▶ Problem description
Repeat the entries shown below with every word and mark intact.

▶ Data for review
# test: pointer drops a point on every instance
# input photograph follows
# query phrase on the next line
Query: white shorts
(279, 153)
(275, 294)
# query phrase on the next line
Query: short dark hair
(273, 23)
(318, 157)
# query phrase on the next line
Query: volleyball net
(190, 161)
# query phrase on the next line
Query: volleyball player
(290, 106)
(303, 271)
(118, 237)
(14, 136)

▶ Written solution
# test: pointer drops a point on every instance
# input photograph follows
# query phrase on the next line
Query: white shorts
(279, 153)
(275, 294)
# query phrase on the next line
Query: short dark hair
(273, 23)
(318, 157)
# query phrase on the next line
Query: volleyball net
(190, 161)
# query phrase on the next line
Query: volleyball player
(290, 106)
(303, 271)
(118, 237)
(14, 136)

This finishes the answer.